Explore our expert-made templates & start with the right one for you.
Upsolver July 2024 Feature Summary
Welcome to the July update from us here at Upsolver! As usual it has been another busy month as you’ll notice from the long fix list below and we also have two big and exciting feature announcements!
First up, you can now create ingestion jobs that write directly to Amazon Redshift databases, eliminating the need to write an ingestion job to bring the data in your lake prior to writing a transformation job to load it to Redshift. You can of course still do this, but having a single job is very efficient and requires less overhead and maintenance. Our zero-ETL Data Ingestion Wizard supports direct ingestion to Redshift, so you can achieve data movement without touching a line of code if this is the experience you want – and a great way to get started before building more complex solutions.
If you have tried querying externally managed Iceberg tables from Snowflake, you will no doubt be aware of the operational overhead of keeping the data refreshed so queries return timely results. The manual process requires writing and orchestrating tasks to ensure Snowflake is pointing to the latest snapshot. I’m delighted to share that we have taken this pain away and you can now mirror your Upsolver-managed Iceberg tables to Snowflake and we do the refresh for you.
Once again, it’s hats off to our engineering team for another month of awesome work to deliver these new features alongside a load of enhancements and bug fixes. I had a sneak peek at some of the features coming up next and am happy to report the excitement doesn’t let up. If you have any questions about these release notes or want to give Upsolver a whirl, please reach out to our support team or book a no-obligation demo.
The following releases are included in this update:
Contents
- UI
- Jobs
- Fixed Issue with Multipart File Uploads to Amazon S3 Not Cleaned Up
- Fixed Interval Issue in Non-Sync Jobs Writing to Apache Iceberg
- Fixed Interval Issue in Jobs Writing to Hive Tables
- Improvements to Iceberg Schema Evolution
- Fixed the Bug Preventing Jobs Writing to Tables with End Time Marked Completed
- Fixed Issue with Jobs Writing to Iceberg Not Producing Rows
- Data Retention Support for External Iceberg Tables
- Fixed the Dangling Files Issue from Failed Iceberg Compaction
- Fixed the Shard Number in the Recent Compactions System Table
- CDC Jobs
- SQL Queries
- Enhancements
- NEW! Mirror Iceberg Tables to Snowflake
- Apache Iceberg Partition Improvements
- Default Value Updated for External Iceberg Tables Updated
- Extended Options Available When Creating Iceberg Tables
- Number of Upload Files Part Requests Reduced for Amazon S3
- Temporary Files Created for Ingestion Jobs Now Deleted After Use
- Support Added for Splitting Files Across Shards Within a Partition
- Performance Improvements Made to Iceberg Table Compaction
UI
NEW! Data Ingestion Wizard Support for Direct Ingestion to Amazon Redshift
Great news! We have extended the capabilities of our zero-ETL Data Ingestion Wizard to enable you to create jobs ingesting directly to Amazon Redshift.This means you don’t need to write any code if you want a hands-off experience, or simply want to use the wizard as a starting point for building new jobs.
All you need to do is follow the step-by-step instructions in the wizard to connect to your source and target, and map the data between the two platforms. Check out the Quickstart guide in our documentation for further instructions.

ENTRIES SHOWN:
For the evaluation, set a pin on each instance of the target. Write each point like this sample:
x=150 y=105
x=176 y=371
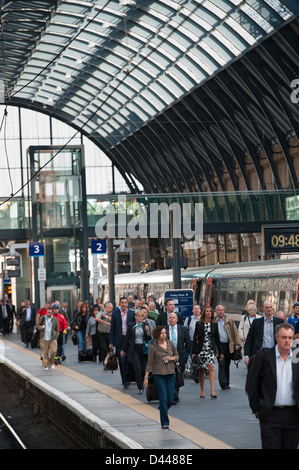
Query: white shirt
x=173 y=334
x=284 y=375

---

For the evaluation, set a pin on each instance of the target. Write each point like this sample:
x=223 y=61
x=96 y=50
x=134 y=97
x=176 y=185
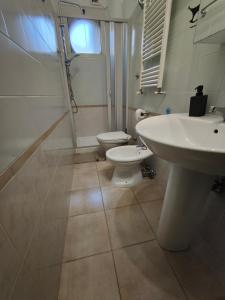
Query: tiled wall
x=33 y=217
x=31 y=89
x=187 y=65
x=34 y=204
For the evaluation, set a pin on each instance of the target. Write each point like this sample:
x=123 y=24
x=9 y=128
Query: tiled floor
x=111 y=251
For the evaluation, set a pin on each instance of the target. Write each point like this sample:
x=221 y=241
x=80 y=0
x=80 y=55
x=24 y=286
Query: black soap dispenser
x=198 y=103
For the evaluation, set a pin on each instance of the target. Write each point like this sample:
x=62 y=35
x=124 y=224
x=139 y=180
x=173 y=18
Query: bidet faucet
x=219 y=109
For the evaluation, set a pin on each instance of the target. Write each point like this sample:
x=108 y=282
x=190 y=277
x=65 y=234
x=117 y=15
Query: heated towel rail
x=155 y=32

DIRECTIVES:
a) According to the Upsolver feature summary, what does the manual process for keeping externally managed Iceberg tables refreshed in Snowflake require?
b) List every entry that appears under "Enhancements" in the Contents list of the Upsolver feature summary.
c) Proceed with the Upsolver feature summary from the point where the text stops.
The lines are separate material and have no connection to the Upsolver feature summary.

OUTPUTS IN ORDER:
a) It requires writing and orchestrating tasks to ensure Snowflake is pointing to the latest snapshot.

b)
- NEW! Mirror Iceberg Tables to Snowflake
- Apache Iceberg Partition Improvements
- Default Value Updated for External Iceberg Tables Updated
- Extended Options Available When Creating Iceberg Tables
- Number of Upload Files Part Requests Reduced for Amazon S3
- Temporary Files Created for Ingestion Jobs Now Deleted After Use
- Support Added for Splitting Files Across Shards Within a Partition
- Performance Improvements Made to Iceberg Table Compaction

c)
NEW! Data Ingestion Wizard Maps Source and Targets Schemas for CDC Jobs
While we’re on the topic of our Data Ingestion Wizard, we have also added the ability to map selected source schemas to target schemas when creating replication (CDC) jobs. If target schemas do not already exist, they will be created automatically, meaning the source and target schemas will be identical.
This option was previously available only via SQL, and we have improved the experience when configuring source to target schema mapping in the UI to make this easier to achieve.
The wizard supports ingesting data from CDC-enabled databases, including Microsoft SQL Server, MongoDB, MySQL, and PostgreSQL.
Jobs
Fixed Issue with Multipart File Uploads to Amazon S3 Not Cleaned Up
We fixed an issue when incomplete multipart upload files were not cleaned up in jobs writing to Amazon S3.
Fixed Interval Issue in Non-Sync Jobs Writing to Apache Iceberg
Non-sync jobs reading from Apache Iceberg with an interval larger than one minute were not reading all data from the source table. This issue has now been resolved.
Fixed Interval Issue in Jobs Writing to Hive Tables
Jobs writing to Hive tables with an interval equal to or larger than seven days could become stuck unless extra configuration was performed by the Upsolver support team. This is now fixed.
Improvements to Iceberg Schema Evolution
Schema evolution improvements have been made for jobs writing to Apache Iceberg to assume new fields with a suffix and type match existing fields in the dataset.
Fixed the Bug Preventing Jobs Writing to Tables with End Time Marked Completed
Fixed a bug that prevented a job writing to a table with an end time from being marked as Completed when the end time was reached.
Fixed Issue with Jobs Writing to Iceberg Not Producing Rows
An issue was discovered whereby jobs writing to Apache Iceberg tables did not produce any rows when the job’s source included a system table. We’re happy to report this has now been fixed.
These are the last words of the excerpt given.